Задание A
Перепишите записи от их начала до строки с «220,166,949,458» включительно, заменив «white plate» на «ceramic plate». Остальное не меняйте.

Текст для чтения

───

Наверное, каждый, обладающий проницательным или, по крайней мере, пытливым умом, обратил внимание на такую данность. У нас, в Украине, тема казачества, казачьей славы и казачьей державы, продолжением которой, после определенного разрыва во времени, мы будто бы являемся - одна из главных среди якобы идентифицирующих нас в отдельный и неповторимый этнос. И, как следствие, наполняющих достоинством нашу национальную гордость и утешающих самолюбие.
Безусловно, казачество, тем более запорожское, слишком романтизировано и идеализировано (можно сказать, что и порядком мифологизировано). К тому же, романтизировано и идеализировано с точки зрения народа, который по отношению к ним, запорожцам, выступает, даже не осознавая этого, как другой этнос, лишь одно время находящийся в соседстве с Сечью и периодами поставлявший, да и то большей частью потугами самих запорожских казаков, так называемый славянский элемент в их всегда немногочисленные ряды. Но дело в другом… Является ли на самом деле казачество и казаки некоей существенной деталью или гранью, определяющей украинскую национальную ментальность? Или это всего лишь плакатный, лозунговый образ, используемый либо некоторыми политиками в их бесконечных речах, либо же ностальгирующими по «золотому веку» казачьей славы патриотами, однако, снова-таки в представлениях патриотов, а не в общенациональном понимании феномена казачества?
Достаточно посмотреть, как в массовой культуре, находит выражение определенный исторический образ, который считается национальным, и понимается, и чувствуется как своеобразный цементирующий национальную самоидентификацию элемент. Взять тех же ковбоев или покорителей фронтира в американской культуре, условия жизни которых во многом были похожи на будни запорожских казаков. Да в отечественной культурологии уже звучали мысли о схожести запорожцев и первопроходцев Дикого Запада: у них индейские войны, бои и сражения с кочевниками Великих Равнин, у нас - постоянные стычки с кочевавшими в причерноморских степях ногайцами, сражения с крымскими татарами, угнанные стада, захват пленников, необозримая степь - та же прерия… В общем, у них Дикий Запад, а у нас Дикое Поле, у них индейская территория, а у нас поле незнаемое или поле половецкое.

───

Записи данных
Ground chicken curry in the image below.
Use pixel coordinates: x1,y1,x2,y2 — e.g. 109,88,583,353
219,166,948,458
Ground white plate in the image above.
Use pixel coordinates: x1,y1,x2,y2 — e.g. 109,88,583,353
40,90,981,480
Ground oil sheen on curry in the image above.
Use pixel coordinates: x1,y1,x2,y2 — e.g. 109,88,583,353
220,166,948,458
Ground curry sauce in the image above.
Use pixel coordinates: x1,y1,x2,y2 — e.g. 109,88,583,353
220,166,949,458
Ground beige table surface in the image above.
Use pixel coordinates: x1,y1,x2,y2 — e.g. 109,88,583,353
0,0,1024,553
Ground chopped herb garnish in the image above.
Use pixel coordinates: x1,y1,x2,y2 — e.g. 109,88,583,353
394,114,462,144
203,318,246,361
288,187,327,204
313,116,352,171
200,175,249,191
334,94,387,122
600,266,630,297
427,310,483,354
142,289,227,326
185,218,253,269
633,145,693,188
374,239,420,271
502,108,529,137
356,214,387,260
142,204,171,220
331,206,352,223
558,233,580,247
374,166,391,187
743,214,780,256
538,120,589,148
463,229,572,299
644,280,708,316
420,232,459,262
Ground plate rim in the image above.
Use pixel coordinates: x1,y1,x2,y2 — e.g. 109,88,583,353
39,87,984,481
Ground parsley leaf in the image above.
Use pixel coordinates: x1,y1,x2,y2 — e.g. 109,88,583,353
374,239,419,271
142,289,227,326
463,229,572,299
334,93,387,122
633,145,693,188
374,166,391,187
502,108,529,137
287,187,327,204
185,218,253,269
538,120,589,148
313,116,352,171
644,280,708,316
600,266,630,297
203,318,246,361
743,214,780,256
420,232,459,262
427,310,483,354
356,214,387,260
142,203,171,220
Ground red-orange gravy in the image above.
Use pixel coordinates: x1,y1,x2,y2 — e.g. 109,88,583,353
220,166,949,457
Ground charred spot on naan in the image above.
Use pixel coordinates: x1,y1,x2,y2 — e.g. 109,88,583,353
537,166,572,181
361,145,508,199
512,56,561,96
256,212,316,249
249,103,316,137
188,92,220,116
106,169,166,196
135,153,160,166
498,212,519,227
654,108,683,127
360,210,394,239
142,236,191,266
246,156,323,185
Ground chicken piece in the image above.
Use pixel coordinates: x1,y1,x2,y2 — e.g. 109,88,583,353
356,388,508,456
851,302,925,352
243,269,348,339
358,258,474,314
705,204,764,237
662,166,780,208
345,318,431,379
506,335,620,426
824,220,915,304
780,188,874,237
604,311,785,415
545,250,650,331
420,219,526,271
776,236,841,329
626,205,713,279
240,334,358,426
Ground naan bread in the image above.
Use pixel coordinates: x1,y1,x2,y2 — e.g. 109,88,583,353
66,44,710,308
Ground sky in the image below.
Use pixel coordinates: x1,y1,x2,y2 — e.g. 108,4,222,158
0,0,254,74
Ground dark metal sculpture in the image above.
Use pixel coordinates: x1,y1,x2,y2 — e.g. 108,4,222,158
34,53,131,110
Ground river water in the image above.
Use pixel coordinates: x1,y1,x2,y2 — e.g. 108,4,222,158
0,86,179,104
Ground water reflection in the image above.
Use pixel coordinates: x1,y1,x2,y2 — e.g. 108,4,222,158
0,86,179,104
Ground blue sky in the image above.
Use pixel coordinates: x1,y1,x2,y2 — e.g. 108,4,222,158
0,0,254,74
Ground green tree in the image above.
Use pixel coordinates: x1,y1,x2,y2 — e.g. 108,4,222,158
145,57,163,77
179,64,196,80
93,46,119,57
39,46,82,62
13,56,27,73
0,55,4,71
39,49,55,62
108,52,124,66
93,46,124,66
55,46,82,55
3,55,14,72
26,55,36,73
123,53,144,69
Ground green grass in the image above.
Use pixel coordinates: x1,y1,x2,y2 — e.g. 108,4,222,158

───

Задание B
Ответьте по тексту о казачестве:
(i) Какими словами, помимо «романтизировано», автор описывает отношение к запорожскому казачеству?
(ii) С кем в американской культуре сравниваются запорожские казаки?
(iii) Что у нас соответствует Дикому Западу?

Ответ A
Ground chicken curry in the image below.
Use pixel coordinates: x1,y1,x2,y2 — e.g. 109,88,583,353
219,166,948,458
Ground ceramic plate in the image above.
Use pixel coordinates: x1,y1,x2,y2 — e.g. 109,88,583,353
40,90,981,480
Ground oil sheen on curry in the image above.
Use pixel coordinates: x1,y1,x2,y2 — e.g. 109,88,583,353
220,166,948,458
Ground curry sauce in the image above.
Use pixel coordinates: x1,y1,x2,y2 — e.g. 109,88,583,353
220,166,949,458

Ответ B
(i) Идеализировано и мифологизировано.
(ii) С ковбоями, покорителями фронтира и первопроходцами Дикого Запада.
(iii) Дикое Поле.